REQUIREMENT -> Rewrite everything from the line containing "segment --target=paving slab" down to the line containing "117L188 113L205 1ZM168", changing "top-left corner" to "upper-left corner" and keeping the rest the same.

····················

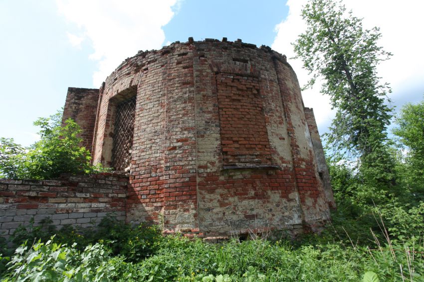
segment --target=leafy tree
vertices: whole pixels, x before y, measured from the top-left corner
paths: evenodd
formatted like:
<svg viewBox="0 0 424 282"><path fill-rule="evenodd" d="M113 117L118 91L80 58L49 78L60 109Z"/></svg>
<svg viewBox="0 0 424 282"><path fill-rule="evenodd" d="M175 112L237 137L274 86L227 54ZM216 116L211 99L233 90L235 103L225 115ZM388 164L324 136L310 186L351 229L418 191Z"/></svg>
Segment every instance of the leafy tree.
<svg viewBox="0 0 424 282"><path fill-rule="evenodd" d="M90 152L80 147L81 131L71 119L61 126L61 113L40 118L40 140L25 149L12 139L0 138L0 177L48 179L62 173L89 173L99 167L90 165Z"/></svg>
<svg viewBox="0 0 424 282"><path fill-rule="evenodd" d="M323 79L321 92L336 109L328 145L359 157L367 177L390 182L392 161L385 143L390 88L380 83L376 68L391 54L377 44L379 29L363 29L362 20L335 0L311 0L302 16L307 28L293 45L296 58L313 75L306 87Z"/></svg>
<svg viewBox="0 0 424 282"><path fill-rule="evenodd" d="M393 133L408 148L403 176L414 187L413 189L424 192L424 100L404 105L396 123L398 126Z"/></svg>
<svg viewBox="0 0 424 282"><path fill-rule="evenodd" d="M21 167L21 159L17 157L25 149L14 143L13 138L0 137L0 178L17 178Z"/></svg>

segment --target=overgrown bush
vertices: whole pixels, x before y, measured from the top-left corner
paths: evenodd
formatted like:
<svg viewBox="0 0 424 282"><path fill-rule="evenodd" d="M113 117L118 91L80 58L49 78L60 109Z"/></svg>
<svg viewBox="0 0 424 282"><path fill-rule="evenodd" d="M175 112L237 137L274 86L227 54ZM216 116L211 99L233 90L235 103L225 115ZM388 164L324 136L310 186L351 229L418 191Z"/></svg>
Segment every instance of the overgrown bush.
<svg viewBox="0 0 424 282"><path fill-rule="evenodd" d="M12 138L0 138L0 178L51 179L62 173L105 171L90 164L89 151L81 147L81 129L71 119L61 124L61 113L40 118L34 124L41 127L40 140L28 148Z"/></svg>

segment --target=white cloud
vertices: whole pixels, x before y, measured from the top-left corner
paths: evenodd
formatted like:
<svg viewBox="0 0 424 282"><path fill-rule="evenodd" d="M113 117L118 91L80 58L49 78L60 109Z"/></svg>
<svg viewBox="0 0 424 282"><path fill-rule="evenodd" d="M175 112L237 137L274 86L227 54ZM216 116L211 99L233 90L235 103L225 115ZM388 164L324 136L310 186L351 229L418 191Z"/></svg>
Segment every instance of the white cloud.
<svg viewBox="0 0 424 282"><path fill-rule="evenodd" d="M76 48L81 49L81 43L84 40L84 37L78 36L69 32L66 32L66 35L71 45Z"/></svg>
<svg viewBox="0 0 424 282"><path fill-rule="evenodd" d="M290 44L297 35L304 31L305 26L300 15L306 0L288 0L289 14L287 18L276 27L277 31L272 48L285 54L288 58L293 57L293 47ZM422 50L424 39L420 29L424 26L424 2L404 0L401 3L393 0L344 0L348 10L353 14L364 18L366 28L381 28L383 35L379 43L384 49L393 54L391 59L382 62L378 67L378 75L382 81L391 84L393 93L390 95L395 101L397 95L406 92L412 85L424 87L424 57ZM299 83L304 85L308 80L307 72L302 69L302 62L288 59L297 75ZM423 88L421 87L421 88ZM326 128L334 116L330 110L329 99L319 93L320 85L302 93L305 106L312 107L320 132ZM416 94L421 96L422 93Z"/></svg>
<svg viewBox="0 0 424 282"><path fill-rule="evenodd" d="M162 27L172 18L171 7L177 0L56 0L56 3L59 13L76 24L92 42L94 53L90 58L99 61L93 84L98 87L126 58L139 50L161 47L165 38ZM72 41L69 34L71 43L76 43L78 37Z"/></svg>

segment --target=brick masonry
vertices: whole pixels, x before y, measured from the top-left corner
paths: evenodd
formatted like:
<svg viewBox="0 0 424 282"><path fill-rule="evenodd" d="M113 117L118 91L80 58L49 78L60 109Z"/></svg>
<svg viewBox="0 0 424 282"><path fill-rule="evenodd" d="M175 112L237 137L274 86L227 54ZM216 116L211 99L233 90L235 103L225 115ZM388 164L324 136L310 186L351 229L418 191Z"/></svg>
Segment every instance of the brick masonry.
<svg viewBox="0 0 424 282"><path fill-rule="evenodd" d="M105 216L125 219L128 177L112 174L70 176L55 180L0 179L0 236L44 219L64 225L96 225Z"/></svg>
<svg viewBox="0 0 424 282"><path fill-rule="evenodd" d="M225 38L139 51L99 90L86 129L94 163L110 165L116 101L134 96L128 221L224 237L328 220L334 199L313 113L285 56Z"/></svg>

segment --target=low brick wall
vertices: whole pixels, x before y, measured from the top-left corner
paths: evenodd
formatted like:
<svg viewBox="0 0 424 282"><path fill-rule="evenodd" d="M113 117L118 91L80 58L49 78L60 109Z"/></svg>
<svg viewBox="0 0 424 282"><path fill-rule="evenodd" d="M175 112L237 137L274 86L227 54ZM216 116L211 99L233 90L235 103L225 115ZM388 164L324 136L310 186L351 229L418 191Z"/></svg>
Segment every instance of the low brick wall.
<svg viewBox="0 0 424 282"><path fill-rule="evenodd" d="M110 173L64 176L55 180L0 179L0 236L8 237L33 217L60 229L97 225L113 214L125 220L128 178Z"/></svg>

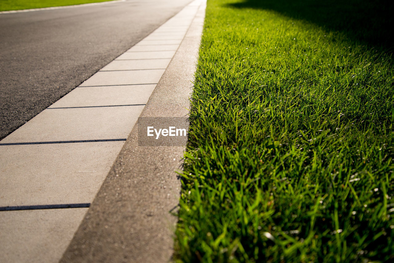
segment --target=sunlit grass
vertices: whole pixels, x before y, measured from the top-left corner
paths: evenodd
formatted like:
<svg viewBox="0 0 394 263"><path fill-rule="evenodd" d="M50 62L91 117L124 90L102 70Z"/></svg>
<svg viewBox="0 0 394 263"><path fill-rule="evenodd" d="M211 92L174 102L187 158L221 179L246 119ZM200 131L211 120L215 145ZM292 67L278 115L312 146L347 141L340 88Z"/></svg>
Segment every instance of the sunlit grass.
<svg viewBox="0 0 394 263"><path fill-rule="evenodd" d="M63 6L105 2L110 0L0 0L0 11Z"/></svg>
<svg viewBox="0 0 394 263"><path fill-rule="evenodd" d="M208 1L176 259L393 260L391 51L236 2Z"/></svg>

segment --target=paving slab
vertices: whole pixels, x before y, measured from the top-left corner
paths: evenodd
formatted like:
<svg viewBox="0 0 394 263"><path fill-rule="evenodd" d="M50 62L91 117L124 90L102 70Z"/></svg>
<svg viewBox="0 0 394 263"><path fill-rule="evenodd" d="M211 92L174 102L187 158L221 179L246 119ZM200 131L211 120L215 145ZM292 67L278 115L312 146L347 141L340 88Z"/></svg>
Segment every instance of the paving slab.
<svg viewBox="0 0 394 263"><path fill-rule="evenodd" d="M136 44L136 46L146 45L179 45L182 40L141 40Z"/></svg>
<svg viewBox="0 0 394 263"><path fill-rule="evenodd" d="M2 144L127 138L144 105L47 109Z"/></svg>
<svg viewBox="0 0 394 263"><path fill-rule="evenodd" d="M178 47L179 47L179 45L160 45L160 46L134 46L126 52L176 51Z"/></svg>
<svg viewBox="0 0 394 263"><path fill-rule="evenodd" d="M149 46L157 47L161 46ZM136 47L136 46L134 46ZM145 47L145 46L141 46ZM137 70L149 69L165 69L171 61L171 59L160 60L113 60L102 68L100 71L114 70Z"/></svg>
<svg viewBox="0 0 394 263"><path fill-rule="evenodd" d="M49 108L145 104L156 86L153 84L78 87Z"/></svg>
<svg viewBox="0 0 394 263"><path fill-rule="evenodd" d="M164 72L164 69L146 69L127 72L98 71L79 86L156 84Z"/></svg>
<svg viewBox="0 0 394 263"><path fill-rule="evenodd" d="M175 54L175 50L165 51L140 51L139 52L125 52L116 58L120 60L146 60L158 58L171 58ZM162 75L164 71L161 71ZM161 76L161 75L160 75ZM159 78L160 79L160 78ZM158 81L159 80L157 80Z"/></svg>
<svg viewBox="0 0 394 263"><path fill-rule="evenodd" d="M87 209L2 211L0 261L58 261Z"/></svg>
<svg viewBox="0 0 394 263"><path fill-rule="evenodd" d="M0 207L91 202L124 143L0 146Z"/></svg>
<svg viewBox="0 0 394 263"><path fill-rule="evenodd" d="M141 117L188 113L205 1ZM168 262L183 147L139 146L133 128L60 262ZM111 226L105 228L105 226Z"/></svg>

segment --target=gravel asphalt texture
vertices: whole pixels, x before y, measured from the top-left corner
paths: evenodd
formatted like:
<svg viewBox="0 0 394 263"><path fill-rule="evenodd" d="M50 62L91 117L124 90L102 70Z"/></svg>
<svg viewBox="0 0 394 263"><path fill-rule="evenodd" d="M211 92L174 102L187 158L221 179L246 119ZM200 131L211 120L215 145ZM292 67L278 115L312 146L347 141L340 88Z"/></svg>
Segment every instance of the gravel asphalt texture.
<svg viewBox="0 0 394 263"><path fill-rule="evenodd" d="M130 0L0 14L0 139L190 2Z"/></svg>

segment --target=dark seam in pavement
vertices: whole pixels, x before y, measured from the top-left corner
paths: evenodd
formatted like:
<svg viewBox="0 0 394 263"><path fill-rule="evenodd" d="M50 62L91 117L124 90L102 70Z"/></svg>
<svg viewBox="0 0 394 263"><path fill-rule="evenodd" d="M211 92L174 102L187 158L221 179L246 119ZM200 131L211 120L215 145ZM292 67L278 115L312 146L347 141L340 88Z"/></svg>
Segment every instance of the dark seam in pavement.
<svg viewBox="0 0 394 263"><path fill-rule="evenodd" d="M120 142L126 141L125 139L108 139L103 140L82 140L79 141L57 141L54 142L10 142L0 144L0 146L9 145L30 145L31 144L71 144L76 142Z"/></svg>
<svg viewBox="0 0 394 263"><path fill-rule="evenodd" d="M117 69L115 70L100 70L99 72L104 71L130 71L134 70L150 70L151 69Z"/></svg>
<svg viewBox="0 0 394 263"><path fill-rule="evenodd" d="M50 109L75 109L80 108L101 108L101 107L121 107L122 106L143 106L145 104L127 104L126 105L108 105L104 106L81 106L80 107L59 107L58 108L47 108L47 110Z"/></svg>
<svg viewBox="0 0 394 263"><path fill-rule="evenodd" d="M82 208L89 207L90 203L67 203L59 205L20 205L17 206L0 207L0 211L16 210L34 210L38 209L59 209L59 208Z"/></svg>
<svg viewBox="0 0 394 263"><path fill-rule="evenodd" d="M144 84L121 84L120 85L96 85L95 86L78 86L78 88L88 88L89 87L110 87L110 86L131 86L136 85L156 85L157 83L145 83Z"/></svg>

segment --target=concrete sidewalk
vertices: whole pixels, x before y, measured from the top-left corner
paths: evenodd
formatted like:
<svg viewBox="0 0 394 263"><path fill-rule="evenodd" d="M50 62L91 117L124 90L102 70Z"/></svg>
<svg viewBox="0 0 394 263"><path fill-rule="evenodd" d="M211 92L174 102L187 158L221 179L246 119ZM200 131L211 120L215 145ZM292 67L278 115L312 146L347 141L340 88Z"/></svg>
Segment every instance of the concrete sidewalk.
<svg viewBox="0 0 394 263"><path fill-rule="evenodd" d="M62 261L168 261L183 148L138 147L133 127L141 112L187 114L204 5L188 5L0 142L2 261L58 261L84 217Z"/></svg>

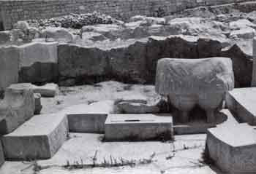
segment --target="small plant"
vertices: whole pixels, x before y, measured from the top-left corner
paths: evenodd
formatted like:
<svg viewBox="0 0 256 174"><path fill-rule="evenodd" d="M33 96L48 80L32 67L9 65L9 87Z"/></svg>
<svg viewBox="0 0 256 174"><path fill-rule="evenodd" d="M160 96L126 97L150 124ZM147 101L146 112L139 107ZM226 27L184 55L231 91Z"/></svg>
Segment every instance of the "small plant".
<svg viewBox="0 0 256 174"><path fill-rule="evenodd" d="M214 160L212 159L209 156L209 152L208 150L207 145L206 145L206 148L202 153L202 160L200 160L200 162L201 162L203 164L206 164L206 165L214 165L215 164Z"/></svg>

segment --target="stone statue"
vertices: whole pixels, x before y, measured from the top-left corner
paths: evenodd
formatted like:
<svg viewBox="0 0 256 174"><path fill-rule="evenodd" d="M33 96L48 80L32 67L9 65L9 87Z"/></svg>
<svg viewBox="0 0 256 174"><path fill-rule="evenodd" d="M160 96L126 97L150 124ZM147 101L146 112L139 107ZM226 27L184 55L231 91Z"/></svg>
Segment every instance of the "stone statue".
<svg viewBox="0 0 256 174"><path fill-rule="evenodd" d="M163 58L158 61L156 91L167 96L181 111L181 122L189 121L188 112L195 105L206 111L207 122L214 122L214 111L223 103L225 92L233 88L230 58Z"/></svg>

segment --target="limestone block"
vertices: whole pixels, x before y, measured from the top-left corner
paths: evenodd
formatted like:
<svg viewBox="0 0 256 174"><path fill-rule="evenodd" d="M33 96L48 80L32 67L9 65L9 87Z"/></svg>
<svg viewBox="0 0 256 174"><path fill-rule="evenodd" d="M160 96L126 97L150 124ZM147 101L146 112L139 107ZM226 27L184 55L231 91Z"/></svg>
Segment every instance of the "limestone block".
<svg viewBox="0 0 256 174"><path fill-rule="evenodd" d="M0 92L18 80L19 52L17 47L0 47Z"/></svg>
<svg viewBox="0 0 256 174"><path fill-rule="evenodd" d="M160 110L157 106L130 102L120 102L117 104L117 108L124 114L152 114L159 113Z"/></svg>
<svg viewBox="0 0 256 174"><path fill-rule="evenodd" d="M34 93L34 114L38 115L40 114L40 111L42 110L42 105L41 105L41 95L39 93Z"/></svg>
<svg viewBox="0 0 256 174"><path fill-rule="evenodd" d="M197 104L206 111L207 122L214 122L214 111L222 105L225 92L233 87L229 58L164 58L158 61L156 91L168 96L181 111L182 122L188 121L188 111Z"/></svg>
<svg viewBox="0 0 256 174"><path fill-rule="evenodd" d="M147 103L147 98L146 96L141 94L135 94L125 95L121 98L118 98L116 100L115 103L117 104L120 102L132 102L132 103Z"/></svg>
<svg viewBox="0 0 256 174"><path fill-rule="evenodd" d="M256 171L256 131L247 124L225 124L208 130L206 153L224 173Z"/></svg>
<svg viewBox="0 0 256 174"><path fill-rule="evenodd" d="M62 113L37 115L2 138L7 159L41 159L53 156L67 138L68 122Z"/></svg>
<svg viewBox="0 0 256 174"><path fill-rule="evenodd" d="M109 114L105 124L106 141L173 139L172 116L154 114Z"/></svg>
<svg viewBox="0 0 256 174"><path fill-rule="evenodd" d="M227 93L226 105L240 122L256 125L255 94L256 87L236 88Z"/></svg>
<svg viewBox="0 0 256 174"><path fill-rule="evenodd" d="M256 87L256 38L252 41L252 87Z"/></svg>
<svg viewBox="0 0 256 174"><path fill-rule="evenodd" d="M46 84L42 86L33 85L34 93L39 93L42 97L54 98L59 91L59 86L54 83Z"/></svg>
<svg viewBox="0 0 256 174"><path fill-rule="evenodd" d="M39 93L42 97L53 98L59 91L59 86L54 83L49 83L42 86L34 85L31 83L12 84L11 88L31 89L34 93Z"/></svg>
<svg viewBox="0 0 256 174"><path fill-rule="evenodd" d="M42 30L41 37L52 38L61 42L72 42L74 39L74 36L67 29L61 27L48 27Z"/></svg>
<svg viewBox="0 0 256 174"><path fill-rule="evenodd" d="M1 143L0 141L0 167L4 163L4 151L3 151L3 147L1 146Z"/></svg>
<svg viewBox="0 0 256 174"><path fill-rule="evenodd" d="M10 33L9 31L0 31L0 44L6 44L10 41Z"/></svg>
<svg viewBox="0 0 256 174"><path fill-rule="evenodd" d="M241 38L244 39L253 39L255 36L255 29L251 27L246 27L232 31L230 34L230 37L233 39Z"/></svg>
<svg viewBox="0 0 256 174"><path fill-rule="evenodd" d="M107 114L67 114L69 131L73 133L103 133Z"/></svg>
<svg viewBox="0 0 256 174"><path fill-rule="evenodd" d="M34 116L35 103L31 89L10 86L6 89L4 98L0 104L0 134L15 130Z"/></svg>
<svg viewBox="0 0 256 174"><path fill-rule="evenodd" d="M57 42L32 42L18 47L19 82L45 83L58 77Z"/></svg>

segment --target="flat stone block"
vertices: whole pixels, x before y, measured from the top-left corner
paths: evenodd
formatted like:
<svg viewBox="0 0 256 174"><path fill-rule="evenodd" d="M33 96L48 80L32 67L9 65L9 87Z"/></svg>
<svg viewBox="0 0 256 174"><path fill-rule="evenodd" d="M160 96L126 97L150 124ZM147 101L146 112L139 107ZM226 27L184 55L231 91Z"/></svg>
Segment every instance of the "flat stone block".
<svg viewBox="0 0 256 174"><path fill-rule="evenodd" d="M3 136L5 158L41 159L53 156L67 138L68 122L63 114L37 115Z"/></svg>
<svg viewBox="0 0 256 174"><path fill-rule="evenodd" d="M46 84L43 86L33 85L34 93L39 93L42 97L54 98L59 90L59 86L54 83Z"/></svg>
<svg viewBox="0 0 256 174"><path fill-rule="evenodd" d="M3 148L1 146L1 143L0 141L0 167L4 163L4 156Z"/></svg>
<svg viewBox="0 0 256 174"><path fill-rule="evenodd" d="M206 153L225 173L255 173L255 137L256 130L246 123L208 129Z"/></svg>
<svg viewBox="0 0 256 174"><path fill-rule="evenodd" d="M226 105L240 122L256 125L256 87L236 88L226 95Z"/></svg>
<svg viewBox="0 0 256 174"><path fill-rule="evenodd" d="M18 81L19 52L17 47L0 47L0 92Z"/></svg>
<svg viewBox="0 0 256 174"><path fill-rule="evenodd" d="M107 114L67 114L69 131L103 133L107 116Z"/></svg>
<svg viewBox="0 0 256 174"><path fill-rule="evenodd" d="M215 113L216 122L207 123L205 120L195 119L187 123L177 122L177 118L173 116L173 130L175 135L200 134L206 133L207 129L216 127L217 125L231 122L236 124L237 122L227 109L222 109Z"/></svg>
<svg viewBox="0 0 256 174"><path fill-rule="evenodd" d="M173 140L173 117L156 114L109 114L106 141Z"/></svg>

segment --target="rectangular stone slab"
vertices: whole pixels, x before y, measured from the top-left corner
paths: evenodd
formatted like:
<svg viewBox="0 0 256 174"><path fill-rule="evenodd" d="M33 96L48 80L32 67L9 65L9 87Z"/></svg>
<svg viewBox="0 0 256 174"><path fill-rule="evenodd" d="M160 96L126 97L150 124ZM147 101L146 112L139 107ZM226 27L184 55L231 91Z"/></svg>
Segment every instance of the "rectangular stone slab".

····················

RESULT OF THE TASK ->
segment --target=paving slab
vertices: whole pixels, x before y, measured from the upper-left corner
paths: evenodd
formatted like:
<svg viewBox="0 0 394 263"><path fill-rule="evenodd" d="M50 62L91 117L124 90L102 70Z"/></svg>
<svg viewBox="0 0 394 263"><path fill-rule="evenodd" d="M211 92L174 102L187 158L221 179L246 119ZM200 131L211 120L215 145ZM292 67L278 115L312 146L347 141L340 88Z"/></svg>
Segment every instance of the paving slab.
<svg viewBox="0 0 394 263"><path fill-rule="evenodd" d="M136 44L136 46L146 45L179 45L182 40L141 40Z"/></svg>
<svg viewBox="0 0 394 263"><path fill-rule="evenodd" d="M2 144L127 138L144 105L47 109Z"/></svg>
<svg viewBox="0 0 394 263"><path fill-rule="evenodd" d="M178 47L179 47L179 45L160 45L160 46L134 46L126 52L176 51Z"/></svg>
<svg viewBox="0 0 394 263"><path fill-rule="evenodd" d="M149 46L157 47L161 46ZM136 47L136 46L134 46ZM145 47L145 46L141 46ZM137 70L149 69L165 69L171 61L171 59L160 60L113 60L102 68L100 71L114 70Z"/></svg>
<svg viewBox="0 0 394 263"><path fill-rule="evenodd" d="M49 108L145 104L156 86L153 84L78 87Z"/></svg>
<svg viewBox="0 0 394 263"><path fill-rule="evenodd" d="M164 72L164 69L146 69L127 72L98 71L79 86L156 84Z"/></svg>
<svg viewBox="0 0 394 263"><path fill-rule="evenodd" d="M175 54L175 50L165 51L140 51L139 52L125 52L116 58L120 60L146 60L158 58L171 58ZM162 75L164 71L161 71ZM161 76L161 75L160 75ZM159 78L160 79L160 78ZM158 81L159 80L157 80Z"/></svg>
<svg viewBox="0 0 394 263"><path fill-rule="evenodd" d="M87 209L2 211L0 261L58 261Z"/></svg>
<svg viewBox="0 0 394 263"><path fill-rule="evenodd" d="M0 207L91 202L124 143L0 146Z"/></svg>
<svg viewBox="0 0 394 263"><path fill-rule="evenodd" d="M141 117L188 113L205 1ZM168 262L183 147L139 146L133 128L60 262ZM111 226L105 228L105 226Z"/></svg>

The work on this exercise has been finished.